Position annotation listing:
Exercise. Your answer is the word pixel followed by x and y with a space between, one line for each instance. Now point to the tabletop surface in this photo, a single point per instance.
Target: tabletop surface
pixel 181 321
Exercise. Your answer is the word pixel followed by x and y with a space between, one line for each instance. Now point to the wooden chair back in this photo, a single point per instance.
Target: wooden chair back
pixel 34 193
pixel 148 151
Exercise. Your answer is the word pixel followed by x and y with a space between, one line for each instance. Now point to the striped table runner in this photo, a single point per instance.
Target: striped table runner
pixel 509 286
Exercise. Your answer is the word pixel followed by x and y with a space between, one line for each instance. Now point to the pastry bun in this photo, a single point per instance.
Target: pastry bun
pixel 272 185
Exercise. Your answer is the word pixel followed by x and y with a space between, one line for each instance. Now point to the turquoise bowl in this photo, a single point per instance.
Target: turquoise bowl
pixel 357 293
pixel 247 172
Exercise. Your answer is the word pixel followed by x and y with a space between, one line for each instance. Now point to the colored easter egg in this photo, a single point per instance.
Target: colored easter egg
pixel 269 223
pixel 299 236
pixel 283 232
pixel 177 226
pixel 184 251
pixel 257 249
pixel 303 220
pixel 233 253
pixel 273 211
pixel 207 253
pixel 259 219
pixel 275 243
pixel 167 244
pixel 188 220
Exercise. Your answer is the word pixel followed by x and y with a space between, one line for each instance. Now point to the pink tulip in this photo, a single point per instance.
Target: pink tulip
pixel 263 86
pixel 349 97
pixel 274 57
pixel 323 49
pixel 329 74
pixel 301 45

WHAT IS BEING ASKED
Could you reproduce the listing above with every "Target" switched to "Object" and everything else left unchanged?

THE RESPONSE
Exercise. Your answer is the word pixel followed by x and y with a space between, one line for each instance. Now point to the tabletop surface in this photo, a single point per instance.
Object: tabletop surface
pixel 181 321
Exercise. Your answer is the word pixel followed by x and y with a space between, one line for each instance. Now point to the wooden chair back in this photo, a single point per instance.
Object: wooden chair back
pixel 34 193
pixel 148 151
Exercise. Your answer is the word pixel followed by x and y with a space between, one line for each instance. Now point to the striped table runner in this photo, a single point per instance.
Object: striped table runner
pixel 509 286
Exercise. Your answer is the word pixel followed by x and y with a space between, one line for each instance. Now point to the pastry bun in this photo, a single point per instance.
Object: pastry bun
pixel 272 185
Exercise. Your answer is the word pixel followed by x and y with a space between, one line for each instance. Now point to the turquoise bowl in this photo, a single point per instance.
Object: turquoise bowl
pixel 357 293
pixel 247 172
Exercise. Your answer is the word pixel followed by x and y with a space between, one line for each instance. Now point to the colored easter egg in this photo, a single point per instance.
Object: colored easter egg
pixel 269 223
pixel 299 236
pixel 283 232
pixel 177 226
pixel 184 251
pixel 257 249
pixel 303 220
pixel 233 253
pixel 273 211
pixel 207 253
pixel 259 219
pixel 275 243
pixel 167 244
pixel 188 220
Exercise. Your answer is the word pixel followed by x and y with a space between, one line for each instance. Now point to the pink tulip in this photo, a single point per instance.
Object: pink tulip
pixel 263 86
pixel 349 97
pixel 274 57
pixel 323 49
pixel 329 74
pixel 301 45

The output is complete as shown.